AVAILABLE RECORDS START
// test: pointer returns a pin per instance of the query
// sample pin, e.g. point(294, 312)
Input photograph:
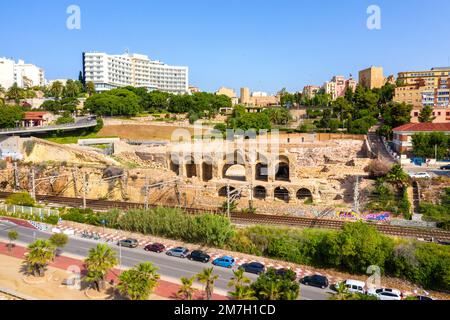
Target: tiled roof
point(424, 127)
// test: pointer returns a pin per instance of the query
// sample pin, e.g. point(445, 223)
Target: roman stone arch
point(304, 194)
point(260, 192)
point(281, 193)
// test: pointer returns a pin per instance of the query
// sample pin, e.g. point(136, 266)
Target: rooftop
point(423, 127)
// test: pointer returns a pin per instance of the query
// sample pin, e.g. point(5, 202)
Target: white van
point(355, 286)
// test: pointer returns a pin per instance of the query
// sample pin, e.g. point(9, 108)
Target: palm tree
point(272, 291)
point(56, 89)
point(186, 291)
point(100, 260)
point(139, 282)
point(208, 278)
point(12, 235)
point(15, 93)
point(40, 254)
point(243, 293)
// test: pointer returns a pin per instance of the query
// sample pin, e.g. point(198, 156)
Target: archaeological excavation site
point(298, 174)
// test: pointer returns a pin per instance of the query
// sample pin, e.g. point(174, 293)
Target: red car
point(155, 247)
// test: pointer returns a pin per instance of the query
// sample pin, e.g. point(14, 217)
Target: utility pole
point(84, 189)
point(16, 177)
point(435, 152)
point(228, 199)
point(33, 184)
point(146, 193)
point(250, 202)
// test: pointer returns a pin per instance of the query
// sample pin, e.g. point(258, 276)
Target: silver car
point(179, 252)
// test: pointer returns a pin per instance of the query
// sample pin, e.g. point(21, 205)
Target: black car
point(283, 272)
point(253, 267)
point(200, 256)
point(315, 281)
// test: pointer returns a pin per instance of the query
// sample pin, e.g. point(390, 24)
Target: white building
point(24, 74)
point(260, 94)
point(114, 71)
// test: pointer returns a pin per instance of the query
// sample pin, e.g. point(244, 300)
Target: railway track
point(249, 219)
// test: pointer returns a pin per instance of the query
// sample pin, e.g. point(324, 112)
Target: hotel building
point(114, 71)
point(26, 75)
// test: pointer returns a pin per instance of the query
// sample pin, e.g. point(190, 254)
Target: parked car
point(423, 298)
point(155, 247)
point(386, 294)
point(420, 175)
point(129, 243)
point(198, 255)
point(179, 252)
point(284, 271)
point(315, 281)
point(225, 262)
point(253, 267)
point(353, 286)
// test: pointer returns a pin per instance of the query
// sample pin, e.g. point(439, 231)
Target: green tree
point(10, 116)
point(357, 247)
point(243, 293)
point(59, 241)
point(21, 199)
point(99, 261)
point(397, 176)
point(208, 279)
point(71, 90)
point(12, 235)
point(41, 253)
point(138, 283)
point(56, 89)
point(186, 291)
point(90, 88)
point(15, 93)
point(426, 114)
point(65, 119)
point(271, 286)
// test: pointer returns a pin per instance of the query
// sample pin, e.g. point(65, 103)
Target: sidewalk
point(164, 289)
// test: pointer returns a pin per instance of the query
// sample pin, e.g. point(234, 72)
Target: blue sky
point(265, 45)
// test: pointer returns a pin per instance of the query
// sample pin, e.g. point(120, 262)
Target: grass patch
point(74, 139)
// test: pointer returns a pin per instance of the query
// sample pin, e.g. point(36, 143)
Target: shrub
point(377, 169)
point(21, 199)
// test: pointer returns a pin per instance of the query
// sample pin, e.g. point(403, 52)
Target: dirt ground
point(141, 132)
point(50, 288)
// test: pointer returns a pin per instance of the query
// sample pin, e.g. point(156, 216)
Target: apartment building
point(425, 88)
point(114, 71)
point(310, 91)
point(403, 135)
point(24, 74)
point(372, 78)
point(229, 93)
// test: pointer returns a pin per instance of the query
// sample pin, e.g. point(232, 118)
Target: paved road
point(168, 266)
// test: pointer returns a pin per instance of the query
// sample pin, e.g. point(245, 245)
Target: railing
point(81, 124)
point(28, 210)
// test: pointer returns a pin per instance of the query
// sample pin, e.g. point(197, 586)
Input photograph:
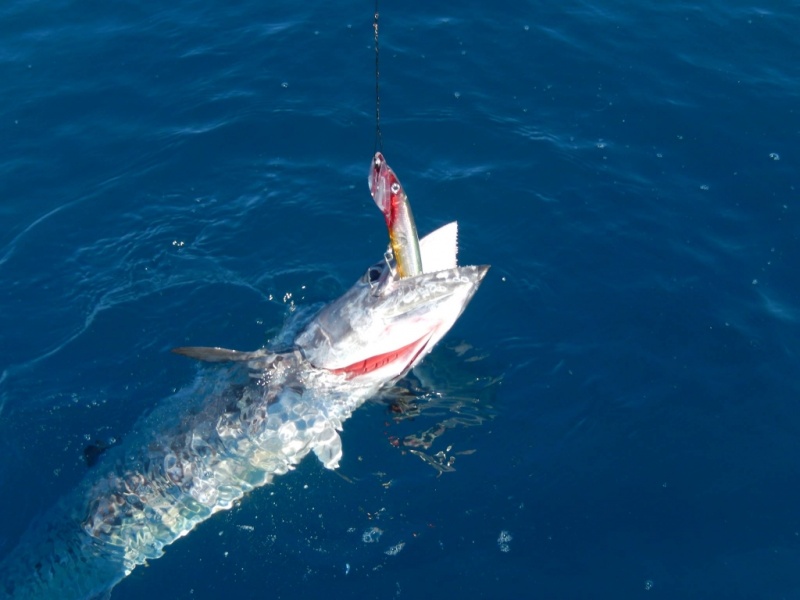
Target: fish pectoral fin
point(210, 354)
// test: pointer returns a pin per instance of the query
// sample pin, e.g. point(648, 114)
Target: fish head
point(384, 324)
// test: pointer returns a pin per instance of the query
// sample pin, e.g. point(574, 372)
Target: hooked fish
point(388, 193)
point(247, 423)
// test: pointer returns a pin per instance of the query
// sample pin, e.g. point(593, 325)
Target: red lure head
point(385, 188)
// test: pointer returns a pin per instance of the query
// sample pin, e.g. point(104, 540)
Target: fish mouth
point(405, 355)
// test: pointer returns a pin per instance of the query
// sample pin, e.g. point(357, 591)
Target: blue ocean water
point(621, 396)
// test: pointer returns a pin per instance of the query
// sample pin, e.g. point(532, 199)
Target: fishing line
point(378, 135)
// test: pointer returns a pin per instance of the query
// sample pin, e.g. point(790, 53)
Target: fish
point(389, 195)
point(250, 417)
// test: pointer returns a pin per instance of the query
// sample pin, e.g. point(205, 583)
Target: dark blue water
point(629, 414)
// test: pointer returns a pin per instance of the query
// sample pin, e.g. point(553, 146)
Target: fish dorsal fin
point(210, 354)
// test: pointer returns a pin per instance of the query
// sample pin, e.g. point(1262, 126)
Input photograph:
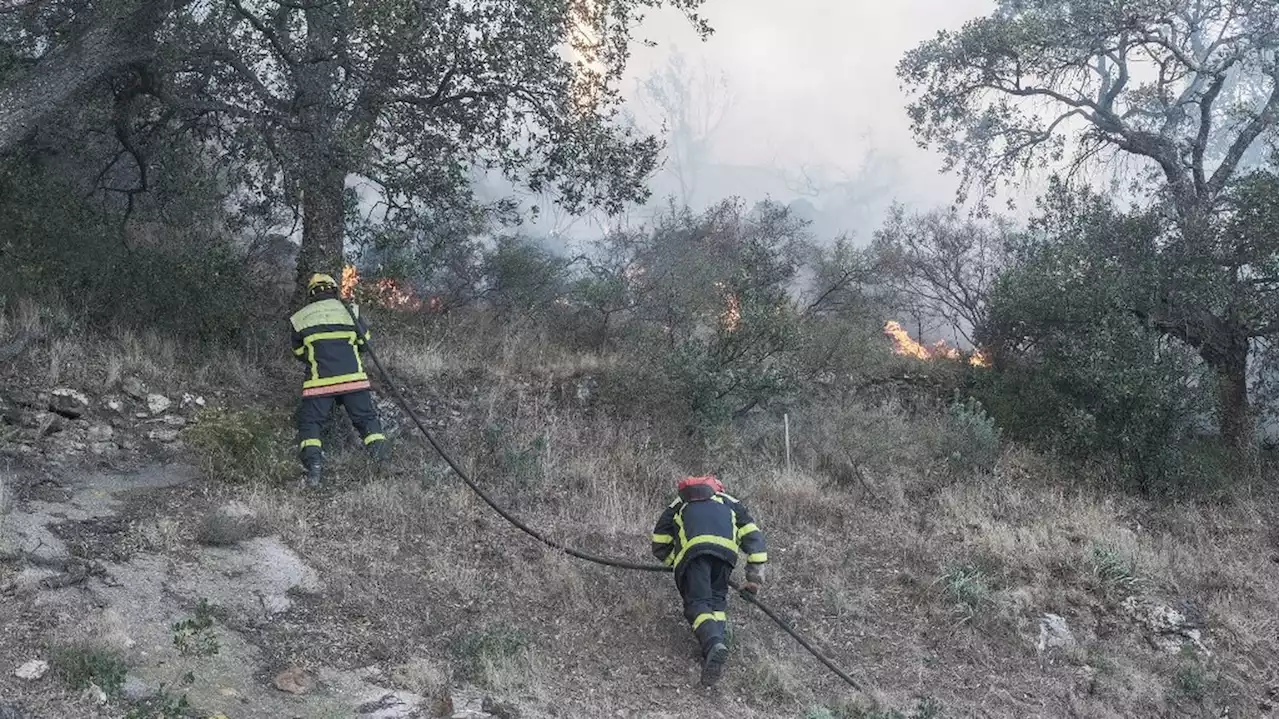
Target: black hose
point(462, 475)
point(607, 562)
point(786, 627)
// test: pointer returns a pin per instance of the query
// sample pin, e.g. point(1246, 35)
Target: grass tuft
point(81, 664)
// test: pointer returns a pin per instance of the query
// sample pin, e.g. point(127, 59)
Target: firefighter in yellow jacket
point(699, 535)
point(329, 343)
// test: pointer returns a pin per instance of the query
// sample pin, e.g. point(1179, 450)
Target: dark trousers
point(704, 587)
point(314, 412)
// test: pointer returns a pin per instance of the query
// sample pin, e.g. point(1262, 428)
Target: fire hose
point(603, 560)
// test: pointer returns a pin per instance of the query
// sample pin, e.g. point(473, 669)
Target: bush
point(970, 439)
point(488, 654)
point(83, 664)
point(245, 445)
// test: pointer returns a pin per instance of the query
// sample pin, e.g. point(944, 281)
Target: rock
point(135, 388)
point(1169, 630)
point(104, 448)
point(32, 671)
point(46, 424)
point(421, 676)
point(501, 709)
point(136, 690)
point(158, 403)
point(163, 435)
point(68, 403)
point(99, 433)
point(1055, 633)
point(231, 523)
point(30, 399)
point(295, 679)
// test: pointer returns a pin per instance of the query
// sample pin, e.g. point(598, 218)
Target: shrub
point(242, 445)
point(83, 663)
point(970, 442)
point(492, 655)
point(968, 587)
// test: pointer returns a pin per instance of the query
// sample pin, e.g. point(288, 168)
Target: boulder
point(1168, 628)
point(68, 403)
point(32, 671)
point(158, 403)
point(99, 433)
point(163, 435)
point(295, 681)
point(135, 388)
point(1055, 633)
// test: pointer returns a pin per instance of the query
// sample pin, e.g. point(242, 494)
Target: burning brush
point(906, 347)
point(385, 292)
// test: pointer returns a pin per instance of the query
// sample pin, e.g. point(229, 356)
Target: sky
point(813, 83)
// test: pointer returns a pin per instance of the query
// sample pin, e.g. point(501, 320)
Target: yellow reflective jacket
point(718, 525)
point(329, 343)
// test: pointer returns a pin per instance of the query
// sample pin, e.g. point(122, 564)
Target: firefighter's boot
point(713, 664)
point(315, 472)
point(378, 450)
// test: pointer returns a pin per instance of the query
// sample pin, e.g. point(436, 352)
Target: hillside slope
point(946, 591)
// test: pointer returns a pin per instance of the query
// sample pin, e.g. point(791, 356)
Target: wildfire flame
point(732, 315)
point(906, 347)
point(385, 292)
point(350, 276)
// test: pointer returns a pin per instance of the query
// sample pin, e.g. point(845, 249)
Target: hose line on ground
point(604, 560)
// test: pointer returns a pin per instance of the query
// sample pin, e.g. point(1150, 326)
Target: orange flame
point(350, 278)
point(385, 292)
point(731, 317)
point(906, 347)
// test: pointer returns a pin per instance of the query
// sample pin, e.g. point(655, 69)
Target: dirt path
point(94, 563)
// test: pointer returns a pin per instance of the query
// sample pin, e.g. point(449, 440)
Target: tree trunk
point(1234, 422)
point(323, 161)
point(323, 221)
point(122, 36)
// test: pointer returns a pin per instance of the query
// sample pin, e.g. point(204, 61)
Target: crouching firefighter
point(699, 535)
point(329, 343)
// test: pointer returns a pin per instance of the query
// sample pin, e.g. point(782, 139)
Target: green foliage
point(926, 708)
point(161, 705)
point(475, 653)
point(517, 463)
point(195, 636)
point(700, 308)
point(154, 265)
point(970, 442)
point(1114, 568)
point(83, 664)
point(242, 445)
point(968, 587)
point(1193, 679)
point(521, 279)
point(1080, 374)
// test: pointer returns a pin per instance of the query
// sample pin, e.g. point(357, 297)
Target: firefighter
point(330, 344)
point(699, 535)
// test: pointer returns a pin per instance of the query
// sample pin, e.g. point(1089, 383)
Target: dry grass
point(7, 481)
point(924, 576)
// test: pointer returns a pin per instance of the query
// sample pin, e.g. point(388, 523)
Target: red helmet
point(709, 480)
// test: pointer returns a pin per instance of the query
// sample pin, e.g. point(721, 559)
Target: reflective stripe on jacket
point(718, 525)
point(329, 343)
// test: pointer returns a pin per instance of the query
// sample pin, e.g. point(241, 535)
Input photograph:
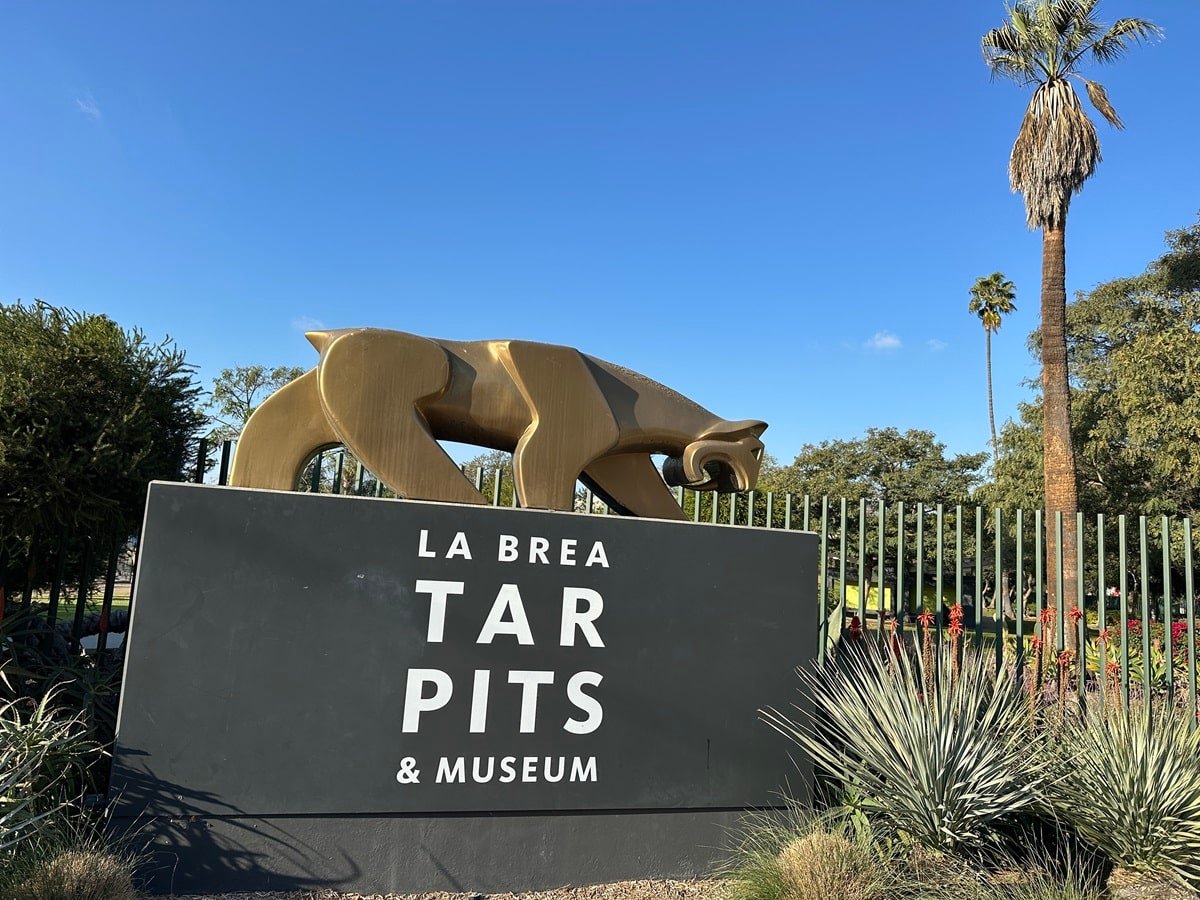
AVAILABLE RECORDS END
◆ WHAT IS EXPECTED ◆
Your answer is the exact run of lines above from the one with "e.g. point(532, 199)" through the one with "e.g. point(127, 59)", both ends included, minus any picture.

◆ ANSWER BOX ◆
// sample pin, e.g. point(532, 199)
Target: fishing line
point(378, 135)
// test: pointer returns a pin per instance of the query
// sample pin, e.g. point(790, 53)
Target: fish
point(389, 195)
point(250, 417)
// test: pointer returns a pin per instance of the query
// sample pin, e.g. point(205, 583)
Target: dark blue water
point(629, 414)
// test: pointer returns a pin per instance of the query
// sample pin, e.g. point(553, 146)
Target: fish dorsal fin
point(210, 354)
// test: pointer returns a pin per instance of the query
// sample pin, e.g. point(1262, 126)
Input photograph:
Target: black hose
point(462, 475)
point(607, 562)
point(786, 627)
// test: pointer returns a pin per instance of the query
// sample pin, e.g. point(1246, 35)
Target: grass tuft
point(81, 664)
// test: pointer returns a pin per instance of the query
// sample pin, e.g. point(127, 59)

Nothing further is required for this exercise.